SUPPLIED DATA:
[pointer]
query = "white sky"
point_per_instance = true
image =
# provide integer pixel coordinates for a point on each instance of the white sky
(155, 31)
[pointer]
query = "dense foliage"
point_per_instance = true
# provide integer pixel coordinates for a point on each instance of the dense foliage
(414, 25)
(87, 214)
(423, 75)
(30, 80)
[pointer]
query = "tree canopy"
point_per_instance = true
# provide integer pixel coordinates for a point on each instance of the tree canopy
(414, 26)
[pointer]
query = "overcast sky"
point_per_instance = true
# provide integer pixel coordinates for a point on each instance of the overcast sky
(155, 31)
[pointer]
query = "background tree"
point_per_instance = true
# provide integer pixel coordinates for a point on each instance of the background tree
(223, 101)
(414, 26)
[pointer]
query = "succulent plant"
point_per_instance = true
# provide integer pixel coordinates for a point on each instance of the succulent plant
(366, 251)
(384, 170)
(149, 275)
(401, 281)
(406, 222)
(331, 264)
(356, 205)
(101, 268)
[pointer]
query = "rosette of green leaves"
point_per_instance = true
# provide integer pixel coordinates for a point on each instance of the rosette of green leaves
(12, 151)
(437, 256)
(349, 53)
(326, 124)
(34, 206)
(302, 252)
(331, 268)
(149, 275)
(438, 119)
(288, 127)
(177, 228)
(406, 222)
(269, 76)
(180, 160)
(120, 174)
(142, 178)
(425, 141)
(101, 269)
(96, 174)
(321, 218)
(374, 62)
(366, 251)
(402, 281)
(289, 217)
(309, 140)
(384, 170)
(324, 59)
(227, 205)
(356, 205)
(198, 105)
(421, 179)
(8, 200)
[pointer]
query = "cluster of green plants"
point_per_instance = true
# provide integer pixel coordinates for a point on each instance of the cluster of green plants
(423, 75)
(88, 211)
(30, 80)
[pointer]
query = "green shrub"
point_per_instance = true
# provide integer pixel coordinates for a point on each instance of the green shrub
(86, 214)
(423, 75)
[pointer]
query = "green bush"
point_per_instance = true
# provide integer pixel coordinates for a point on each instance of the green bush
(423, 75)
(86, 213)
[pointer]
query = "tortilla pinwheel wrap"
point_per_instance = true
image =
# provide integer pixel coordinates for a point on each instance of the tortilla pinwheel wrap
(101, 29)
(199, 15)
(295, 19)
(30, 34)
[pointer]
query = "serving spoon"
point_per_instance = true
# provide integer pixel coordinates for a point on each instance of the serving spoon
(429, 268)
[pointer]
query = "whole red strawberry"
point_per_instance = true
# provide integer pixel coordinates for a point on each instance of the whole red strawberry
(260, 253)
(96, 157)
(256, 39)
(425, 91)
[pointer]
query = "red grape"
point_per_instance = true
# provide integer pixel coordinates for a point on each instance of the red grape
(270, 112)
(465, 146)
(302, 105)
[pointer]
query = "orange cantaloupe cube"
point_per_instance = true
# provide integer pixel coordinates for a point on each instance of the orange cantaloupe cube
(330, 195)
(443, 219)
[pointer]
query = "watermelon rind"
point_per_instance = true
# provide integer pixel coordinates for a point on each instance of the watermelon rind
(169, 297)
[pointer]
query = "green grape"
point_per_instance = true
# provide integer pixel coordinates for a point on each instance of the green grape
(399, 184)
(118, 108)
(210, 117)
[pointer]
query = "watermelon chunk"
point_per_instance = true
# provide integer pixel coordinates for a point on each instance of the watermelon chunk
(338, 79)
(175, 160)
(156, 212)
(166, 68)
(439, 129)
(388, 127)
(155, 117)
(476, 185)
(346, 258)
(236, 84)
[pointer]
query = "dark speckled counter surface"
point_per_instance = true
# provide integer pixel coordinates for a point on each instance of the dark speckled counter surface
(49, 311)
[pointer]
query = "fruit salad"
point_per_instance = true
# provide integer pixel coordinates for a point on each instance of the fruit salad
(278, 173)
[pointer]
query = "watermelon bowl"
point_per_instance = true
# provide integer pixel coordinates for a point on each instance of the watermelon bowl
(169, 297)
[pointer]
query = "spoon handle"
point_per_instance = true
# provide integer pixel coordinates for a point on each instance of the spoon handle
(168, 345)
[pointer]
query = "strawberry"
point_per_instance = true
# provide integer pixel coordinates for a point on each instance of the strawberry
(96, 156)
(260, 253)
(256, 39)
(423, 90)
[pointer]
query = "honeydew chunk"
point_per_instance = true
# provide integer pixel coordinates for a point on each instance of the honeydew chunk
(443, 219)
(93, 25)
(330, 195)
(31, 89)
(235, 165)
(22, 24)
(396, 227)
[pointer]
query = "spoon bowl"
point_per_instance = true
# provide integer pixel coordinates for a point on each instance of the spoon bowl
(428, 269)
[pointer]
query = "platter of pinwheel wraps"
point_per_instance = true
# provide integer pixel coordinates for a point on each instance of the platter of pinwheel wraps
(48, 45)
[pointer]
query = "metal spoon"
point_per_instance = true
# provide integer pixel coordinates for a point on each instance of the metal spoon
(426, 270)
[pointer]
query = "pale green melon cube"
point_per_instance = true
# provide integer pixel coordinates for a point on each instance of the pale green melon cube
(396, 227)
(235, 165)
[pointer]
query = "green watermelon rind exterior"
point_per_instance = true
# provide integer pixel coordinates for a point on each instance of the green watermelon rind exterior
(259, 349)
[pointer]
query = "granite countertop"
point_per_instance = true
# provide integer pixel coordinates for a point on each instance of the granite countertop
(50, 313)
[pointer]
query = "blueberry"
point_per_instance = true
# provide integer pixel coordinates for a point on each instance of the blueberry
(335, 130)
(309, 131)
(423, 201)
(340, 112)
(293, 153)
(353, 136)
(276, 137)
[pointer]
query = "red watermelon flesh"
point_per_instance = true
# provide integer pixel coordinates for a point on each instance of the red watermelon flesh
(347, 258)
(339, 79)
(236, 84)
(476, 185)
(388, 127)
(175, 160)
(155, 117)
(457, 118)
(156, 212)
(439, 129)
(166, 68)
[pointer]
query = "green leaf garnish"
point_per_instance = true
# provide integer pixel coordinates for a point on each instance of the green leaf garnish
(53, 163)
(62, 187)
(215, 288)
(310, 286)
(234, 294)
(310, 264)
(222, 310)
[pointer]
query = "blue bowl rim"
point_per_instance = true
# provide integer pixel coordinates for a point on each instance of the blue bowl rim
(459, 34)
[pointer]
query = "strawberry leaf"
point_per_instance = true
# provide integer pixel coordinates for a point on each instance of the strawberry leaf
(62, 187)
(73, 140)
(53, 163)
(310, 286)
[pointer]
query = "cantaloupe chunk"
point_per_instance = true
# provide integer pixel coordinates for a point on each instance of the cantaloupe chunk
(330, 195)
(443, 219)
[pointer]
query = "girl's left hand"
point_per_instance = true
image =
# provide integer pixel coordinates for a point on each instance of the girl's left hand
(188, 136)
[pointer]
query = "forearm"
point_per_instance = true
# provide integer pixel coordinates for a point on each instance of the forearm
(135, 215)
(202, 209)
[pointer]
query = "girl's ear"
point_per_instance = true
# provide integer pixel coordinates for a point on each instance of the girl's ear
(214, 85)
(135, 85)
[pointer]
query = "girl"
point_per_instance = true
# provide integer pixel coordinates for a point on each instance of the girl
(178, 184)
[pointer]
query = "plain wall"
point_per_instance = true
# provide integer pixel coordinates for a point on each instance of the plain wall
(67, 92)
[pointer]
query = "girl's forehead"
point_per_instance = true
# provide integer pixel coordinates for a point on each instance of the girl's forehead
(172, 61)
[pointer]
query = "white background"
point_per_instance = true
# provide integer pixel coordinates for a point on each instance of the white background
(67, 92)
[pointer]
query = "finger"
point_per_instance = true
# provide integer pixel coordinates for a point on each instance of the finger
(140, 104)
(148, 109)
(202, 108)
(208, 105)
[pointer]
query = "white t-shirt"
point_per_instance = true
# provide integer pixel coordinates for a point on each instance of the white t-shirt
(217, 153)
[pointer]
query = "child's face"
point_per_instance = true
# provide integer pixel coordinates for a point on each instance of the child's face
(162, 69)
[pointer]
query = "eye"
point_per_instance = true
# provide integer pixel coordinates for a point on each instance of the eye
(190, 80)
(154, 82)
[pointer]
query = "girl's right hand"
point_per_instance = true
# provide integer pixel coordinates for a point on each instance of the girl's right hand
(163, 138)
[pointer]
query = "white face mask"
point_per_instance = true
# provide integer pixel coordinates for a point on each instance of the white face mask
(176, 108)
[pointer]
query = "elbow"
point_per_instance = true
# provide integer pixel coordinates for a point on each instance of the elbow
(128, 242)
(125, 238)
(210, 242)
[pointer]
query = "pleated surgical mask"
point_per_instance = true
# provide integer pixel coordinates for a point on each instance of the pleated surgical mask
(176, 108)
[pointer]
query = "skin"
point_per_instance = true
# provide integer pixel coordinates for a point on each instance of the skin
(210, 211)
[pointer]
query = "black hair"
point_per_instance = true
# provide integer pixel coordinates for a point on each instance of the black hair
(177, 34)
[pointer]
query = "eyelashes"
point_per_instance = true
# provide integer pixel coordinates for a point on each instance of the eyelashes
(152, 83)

WORK TO COMPLETE: Find each line in the entries above that contains the string "leaves", and copy those lines. Matching is case-sensitive.

THE RESPONSE:
query = "rosette of green leaves"
# provide integer pixel coordinates for a point on each instance of the rosette of green leaves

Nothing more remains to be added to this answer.